Rows from a pointing dataset:
○ ○ ○ ○
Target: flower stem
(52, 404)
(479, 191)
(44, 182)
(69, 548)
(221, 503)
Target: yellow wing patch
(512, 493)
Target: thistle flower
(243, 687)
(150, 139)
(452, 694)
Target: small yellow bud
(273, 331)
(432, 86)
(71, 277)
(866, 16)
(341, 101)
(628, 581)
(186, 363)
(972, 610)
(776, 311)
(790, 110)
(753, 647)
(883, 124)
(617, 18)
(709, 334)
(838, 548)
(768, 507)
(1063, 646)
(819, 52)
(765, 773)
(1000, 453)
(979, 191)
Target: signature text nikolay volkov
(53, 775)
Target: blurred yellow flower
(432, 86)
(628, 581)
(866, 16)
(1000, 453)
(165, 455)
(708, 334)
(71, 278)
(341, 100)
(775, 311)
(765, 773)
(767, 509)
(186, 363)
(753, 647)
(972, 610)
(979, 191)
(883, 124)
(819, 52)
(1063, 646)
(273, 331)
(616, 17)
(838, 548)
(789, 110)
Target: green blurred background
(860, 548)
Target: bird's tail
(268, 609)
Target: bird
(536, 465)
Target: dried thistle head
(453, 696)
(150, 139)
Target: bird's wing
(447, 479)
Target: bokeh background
○ ○ ○ ○
Convert all of the records above into a JSON list of strings, with one string for each line. Omit any blank lines.

* Answer in full:
[
  "Target: flower stem",
  "(52, 404)",
  "(479, 191)",
  "(44, 182)",
  "(69, 548)",
  "(221, 503)",
  "Target: yellow wing patch",
  "(512, 493)",
  "Target: thistle flower",
  "(243, 687)",
  "(150, 139)",
  "(452, 694)",
  "Target: small yellow bud",
  "(273, 331)",
  "(432, 86)",
  "(71, 277)",
  "(866, 16)",
  "(341, 101)",
  "(628, 581)",
  "(186, 363)",
  "(972, 610)",
  "(776, 311)",
  "(790, 110)",
  "(753, 647)",
  "(883, 124)",
  "(617, 18)",
  "(709, 334)",
  "(838, 548)",
  "(768, 507)",
  "(1063, 646)",
  "(819, 52)",
  "(765, 773)",
  "(1000, 453)",
  "(979, 191)",
  "Target: signature text nikolay volkov",
  "(53, 775)",
  "Target: blurred yellow flower",
  "(432, 86)",
  "(628, 581)",
  "(866, 16)",
  "(1000, 453)",
  "(165, 455)",
  "(708, 334)",
  "(71, 278)",
  "(341, 100)",
  "(775, 311)",
  "(765, 773)",
  "(767, 509)",
  "(186, 363)",
  "(753, 647)",
  "(972, 610)",
  "(979, 191)",
  "(883, 124)",
  "(819, 52)",
  "(1063, 646)",
  "(273, 331)",
  "(616, 17)",
  "(838, 548)",
  "(789, 110)",
  "Target: green blurred background",
  "(860, 548)",
  "Target: bird's tail",
  "(268, 609)",
  "Target: bird",
  "(536, 465)",
  "Target: dried thistle head",
  "(453, 696)",
  "(150, 139)",
  "Target: bird's wing",
  "(447, 479)",
  "Target: bokeh background"
]